<<<<
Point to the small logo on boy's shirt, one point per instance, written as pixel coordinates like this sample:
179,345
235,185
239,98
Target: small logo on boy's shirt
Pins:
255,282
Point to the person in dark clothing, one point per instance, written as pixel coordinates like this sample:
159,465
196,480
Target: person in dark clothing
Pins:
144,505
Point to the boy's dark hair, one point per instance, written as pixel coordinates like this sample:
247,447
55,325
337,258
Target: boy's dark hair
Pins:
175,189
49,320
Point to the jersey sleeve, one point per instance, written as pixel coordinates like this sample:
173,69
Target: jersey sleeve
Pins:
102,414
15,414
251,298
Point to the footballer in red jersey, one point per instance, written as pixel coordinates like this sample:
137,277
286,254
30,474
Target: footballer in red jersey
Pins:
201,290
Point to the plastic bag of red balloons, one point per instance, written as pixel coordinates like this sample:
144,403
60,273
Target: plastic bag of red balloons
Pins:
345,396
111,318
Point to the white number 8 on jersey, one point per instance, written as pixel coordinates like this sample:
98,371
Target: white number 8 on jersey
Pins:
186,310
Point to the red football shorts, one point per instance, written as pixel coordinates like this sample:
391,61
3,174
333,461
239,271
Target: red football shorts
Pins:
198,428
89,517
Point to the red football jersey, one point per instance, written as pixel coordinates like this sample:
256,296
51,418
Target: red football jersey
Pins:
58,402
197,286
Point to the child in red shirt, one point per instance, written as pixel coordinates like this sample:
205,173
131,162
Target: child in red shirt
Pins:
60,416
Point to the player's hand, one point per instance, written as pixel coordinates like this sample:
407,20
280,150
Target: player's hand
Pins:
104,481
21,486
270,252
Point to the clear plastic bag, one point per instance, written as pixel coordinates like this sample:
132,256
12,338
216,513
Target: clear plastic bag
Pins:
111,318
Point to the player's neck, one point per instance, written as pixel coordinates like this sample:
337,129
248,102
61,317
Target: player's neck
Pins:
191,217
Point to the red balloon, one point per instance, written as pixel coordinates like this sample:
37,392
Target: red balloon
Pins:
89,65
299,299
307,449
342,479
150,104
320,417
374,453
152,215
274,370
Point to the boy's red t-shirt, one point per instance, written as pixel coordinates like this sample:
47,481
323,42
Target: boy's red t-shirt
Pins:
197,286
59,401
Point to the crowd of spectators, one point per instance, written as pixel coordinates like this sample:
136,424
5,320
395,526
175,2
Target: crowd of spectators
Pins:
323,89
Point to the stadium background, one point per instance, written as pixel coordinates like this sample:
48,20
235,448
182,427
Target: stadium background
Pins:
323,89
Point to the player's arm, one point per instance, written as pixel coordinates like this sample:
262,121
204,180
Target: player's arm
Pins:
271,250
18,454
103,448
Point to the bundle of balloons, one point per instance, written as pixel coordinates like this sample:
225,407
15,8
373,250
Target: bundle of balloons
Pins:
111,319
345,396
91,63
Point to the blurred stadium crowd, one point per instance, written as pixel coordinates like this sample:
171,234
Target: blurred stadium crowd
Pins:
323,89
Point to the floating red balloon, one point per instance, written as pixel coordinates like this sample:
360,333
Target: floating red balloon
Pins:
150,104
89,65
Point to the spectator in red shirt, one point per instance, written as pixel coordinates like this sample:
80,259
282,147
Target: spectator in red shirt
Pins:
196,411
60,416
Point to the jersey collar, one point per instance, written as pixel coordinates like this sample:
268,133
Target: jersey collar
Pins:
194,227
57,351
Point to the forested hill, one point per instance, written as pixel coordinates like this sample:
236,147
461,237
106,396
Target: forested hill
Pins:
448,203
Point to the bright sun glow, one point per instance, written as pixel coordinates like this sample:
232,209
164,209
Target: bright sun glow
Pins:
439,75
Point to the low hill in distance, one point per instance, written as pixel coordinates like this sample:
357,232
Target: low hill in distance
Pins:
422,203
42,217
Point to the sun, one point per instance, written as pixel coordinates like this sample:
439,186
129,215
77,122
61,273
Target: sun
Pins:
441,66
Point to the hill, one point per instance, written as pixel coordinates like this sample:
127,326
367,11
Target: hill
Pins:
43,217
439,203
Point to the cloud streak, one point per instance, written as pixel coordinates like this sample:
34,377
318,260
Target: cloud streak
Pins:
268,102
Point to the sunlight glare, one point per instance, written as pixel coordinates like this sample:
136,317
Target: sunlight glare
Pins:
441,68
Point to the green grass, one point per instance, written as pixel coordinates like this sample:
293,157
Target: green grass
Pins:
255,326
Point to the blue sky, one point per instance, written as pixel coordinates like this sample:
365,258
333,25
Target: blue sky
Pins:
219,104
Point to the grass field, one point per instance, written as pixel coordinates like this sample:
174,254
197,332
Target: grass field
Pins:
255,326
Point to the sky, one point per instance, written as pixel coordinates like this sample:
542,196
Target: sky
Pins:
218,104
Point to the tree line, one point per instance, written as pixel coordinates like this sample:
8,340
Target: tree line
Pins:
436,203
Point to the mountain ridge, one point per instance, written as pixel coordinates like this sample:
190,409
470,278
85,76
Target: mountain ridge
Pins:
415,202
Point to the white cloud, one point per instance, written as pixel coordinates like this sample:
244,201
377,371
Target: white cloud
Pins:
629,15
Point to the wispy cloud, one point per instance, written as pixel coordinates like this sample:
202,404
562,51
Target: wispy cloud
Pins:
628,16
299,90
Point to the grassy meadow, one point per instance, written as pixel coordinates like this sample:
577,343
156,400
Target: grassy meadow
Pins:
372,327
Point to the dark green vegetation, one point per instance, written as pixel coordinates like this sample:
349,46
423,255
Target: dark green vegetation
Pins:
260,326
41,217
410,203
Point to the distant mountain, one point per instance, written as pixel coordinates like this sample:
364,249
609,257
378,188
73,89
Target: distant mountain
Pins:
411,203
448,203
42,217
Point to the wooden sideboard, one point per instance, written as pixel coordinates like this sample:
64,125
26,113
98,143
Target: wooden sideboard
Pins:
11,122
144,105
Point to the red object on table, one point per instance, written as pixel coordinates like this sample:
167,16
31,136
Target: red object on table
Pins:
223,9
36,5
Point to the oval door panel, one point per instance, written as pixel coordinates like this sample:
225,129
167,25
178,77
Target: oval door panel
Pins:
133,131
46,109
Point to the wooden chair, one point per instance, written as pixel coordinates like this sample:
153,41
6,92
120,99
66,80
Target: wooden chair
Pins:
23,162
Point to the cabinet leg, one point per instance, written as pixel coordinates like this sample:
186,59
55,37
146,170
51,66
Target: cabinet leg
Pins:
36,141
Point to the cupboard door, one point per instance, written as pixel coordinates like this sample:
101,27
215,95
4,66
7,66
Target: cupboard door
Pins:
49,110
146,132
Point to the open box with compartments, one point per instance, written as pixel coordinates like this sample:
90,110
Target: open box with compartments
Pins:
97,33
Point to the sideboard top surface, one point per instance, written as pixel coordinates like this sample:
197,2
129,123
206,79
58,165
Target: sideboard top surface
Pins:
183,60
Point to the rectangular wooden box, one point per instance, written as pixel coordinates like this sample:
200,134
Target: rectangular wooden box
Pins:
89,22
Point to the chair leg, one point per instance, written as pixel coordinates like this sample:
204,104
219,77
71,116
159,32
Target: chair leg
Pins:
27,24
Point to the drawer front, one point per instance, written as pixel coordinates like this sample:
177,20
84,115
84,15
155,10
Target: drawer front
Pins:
>>>>
• ACTION ITEM: Write all the data out again, word for word.

• TASK OUTPUT:
Point to the small logo on boy's shirt, one point per instance, written as pixel coordinates like this sample:
179,345
235,185
239,98
Target: small logo on boy's shirt
Pins:
255,282
Point to the person in dark clothing, one point per instance, written as pixel coordinates like this sample:
159,465
196,480
Target: person in dark clothing
Pins:
144,505
Point to the boy's dark hair, one point per instance, written as pixel coordinates like this sample:
247,447
55,325
337,258
Target: boy's dark hair
Pins:
175,189
49,320
Point to the jersey sleeve, one point per instance, written as pixel coordinates like this sample:
173,69
Target: jersey sleeve
Pins:
102,414
15,414
251,298
Point to the footballer in red jersey, one point per instance, written as pixel coordinates like this sample:
137,277
286,254
30,474
Target: footballer in red jersey
Pins:
201,290
Point to the plastic bag of red balloons, one point per instance, written as pixel coordinates like this sample:
144,403
60,273
Target: plastic bag of red balloons
Pins:
345,396
111,318
Point to the white number 8 on jersey, one point per instance, written as pixel coordinates like this sample:
98,371
Target: white number 8 on jersey
Pins:
186,310
Point to the red football shorts, one point per instance, written as pixel coordinates like this sample:
391,61
3,174
333,461
239,271
Target: red football shorts
Pins:
198,428
89,517
Point to the red football jersey, one point per instance, written as pixel coordinates like this sample:
256,296
51,418
Target: red football jersey
Pins:
58,402
197,286
Point to the child in red shirt, one point per instance, written as pixel coordinates like this sample:
205,173
131,162
Target: child in red shirt
Pins:
60,416
Point to the player's hand, one point per instance, written as pixel coordinates like this sample:
407,20
280,150
Target: player's hand
Pins:
104,481
21,486
270,252
Point to the clear plastic bag, one point per instance, written as pixel coordinates like this sample:
132,256
12,338
216,513
Target: clear plastic bag
Pins:
111,318
Point to the player's neck, one point per instance, written as pixel coordinates like this sample:
337,129
248,102
61,317
Target: player's neck
Pins:
191,217
Point to the red balloon, one point per instance, written as pixel coordinates like this sample:
37,392
Target: red balloon
Pins:
89,65
299,299
307,449
342,479
150,104
320,417
374,453
152,215
274,370
Point to the boy's red t-shirt, one point per instance, written as pixel coordinates like this sample:
47,481
323,42
Target: boy's red t-shirt
Pins:
197,286
59,401
Point to the crowd of spectators, one point per instance, written as pixel coordinates like this sample:
136,424
5,320
395,526
175,2
Target: crowd of spectators
Pins:
323,89
Point to the stadium background, one point per instance, written as pixel coordinates like this sample:
48,20
235,448
182,427
Target: stadium background
Pins:
323,89
Point to the player's arm, one point per instance, written as pixel coordinates like this sample:
262,121
204,180
Target: player's arm
Pins:
271,250
18,454
103,448
Point to the bundle of balloons, one point per instance, written as pixel coordinates like this sample:
225,407
15,8
373,250
Target: bundle of balloons
Pins:
111,319
345,396
91,63
Point to the blurred stadium crowd, one point per instance, written as pixel coordinates like this sample:
171,234
Target: blurred stadium crowd
Pins:
323,89
Point to the floating red balloon, one point per instance, written as pixel coordinates like this sample:
360,333
Target: floating red balloon
Pins:
150,104
89,65
Point to the spectator in red shirt, one point per instance, written as pixel coordinates like this sample:
80,259
282,147
Target: spectator in red shirt
Pins:
196,411
60,416
Point to the jersey collar, one point per instance, written as pixel coordinates like this sample:
268,133
Target: jersey collar
Pins:
194,227
57,351
Point to the forested hill, one point per instance, written as pixel coordinates like this sample:
236,147
461,237
106,396
Target: forested hill
Pins:
448,203
Point to the bright sun glow, one point per instance, written as pixel coordinates like this sample:
232,209
164,209
Target: bright sun glow
Pins:
439,75
Point to the low hill in distance, one point per instance, written as pixel coordinates like this sample:
357,232
Target: low hill in distance
Pins:
422,203
42,217
Point to the sun, one point per instance, written as pixel coordinates like this sample:
439,186
129,215
77,122
61,273
Target: sun
Pins:
441,66
Point to the hill, one point per instance, written as pixel coordinates like this sample:
127,326
367,11
Target: hill
Pins:
43,217
439,203
Point to the cloud streak, one point per instance, written as pixel coordinates like this sample:
34,377
318,260
Target: cloud streak
Pins:
268,102
Point to the sunlight glare, one point per instance, written as pixel coordinates like this sample:
136,317
Target: sunlight glare
Pins:
441,68
Point to the green grass, one point per instance, written as pixel coordinates like this sample:
293,157
Target: green grass
Pins:
255,326
Point to the blue sky, one point per instance, written as pixel coordinates like this sample:
365,258
333,25
Target: blue sky
Pins:
219,104
Point to the grass field, one point per instance, written as pixel coordinates like this sample:
174,254
197,332
Target: grass field
Pins:
255,326
Point to the sky, one point per instance, written as pixel coordinates like this sample:
542,196
Target: sky
Pins:
218,104
Point to the tree line, one point per instance, written as pixel coordinates like this sample:
8,340
Target: tree line
Pins:
436,203
Point to the mountain ridge, one point per instance, written as pixel coordinates like this sample:
190,409
470,278
85,76
Target: mountain ridge
Pins:
415,202
Point to the white cloud, one point per instance, written as pixel coordinates like this sample:
244,201
377,371
Target: white cloud
Pins:
629,15
Point to the wispy cloud, one point per instance, written as pixel coordinates like this sample:
202,404
562,51
Target: wispy cloud
Pins:
628,16
299,90
Point to the grassy meadow, one point per instance, written as pixel coordinates like this sample:
577,343
156,400
Target: grassy meadow
Pins:
372,327
Point to the dark green vegetation, one point per instance, written as pixel coordinates like this sample:
349,46
423,255
Target: dark green vegetation
Pins:
260,326
41,217
410,203
Point to the distant mountain, one point per instance, written as pixel coordinates like this sample:
364,249
609,257
378,188
73,89
Target: distant mountain
Pins:
411,203
448,203
42,217
Point to the wooden sideboard, one point per instance, written as pixel coordinates like this sample:
64,125
26,113
98,143
Target: wooden sideboard
Pins:
11,122
144,105
Point to the red object on table, one point per instance, written as pixel coordinates like this sample:
167,16
31,136
Target: red object on table
Pins:
223,9
36,5
Point to the oval door panel, one point per instance, written as pixel coordinates like this sample:
225,129
167,25
178,77
Target: oval door panel
Pins:
133,131
46,109
Point to the wooden chair, one point per instance, written as pixel coordinates like this sample:
153,41
6,92
120,99
66,80
Target: wooden chair
Pins:
23,162
Point to the cabinet leg, one point per instance, written as pixel coordinates like this sample:
186,59
55,37
146,170
51,66
Target: cabinet leg
Pins:
36,141
Point to the cupboard door, one point per instance, written as pixel coordinates like this sample:
101,27
215,95
4,66
7,66
Target: cupboard door
Pins:
49,110
146,132
Point to the open box with compartments, one point per instance, written as pixel coordinates like this sample:
90,110
Target: open box with compartments
Pins:
97,33
Point to the sideboard top surface, one point per instance, written as pixel coordinates like this sample:
197,2
129,123
206,79
58,165
Target: sideboard top surface
Pins:
183,60
Point to the rectangular wooden box, one point per instance, written as pixel coordinates like this sample:
200,134
Target: rectangular wooden box
Pins:
89,22
Point to the chair leg, one point per instance, written as pixel coordinates like this sample:
204,104
219,77
71,116
159,32
Target: chair leg
Pins:
27,24
Point to the drawer front, one point per instance, written as pixel coordinates like this sample:
177,20
84,115
84,15
155,10
Target: drawer front
Pins:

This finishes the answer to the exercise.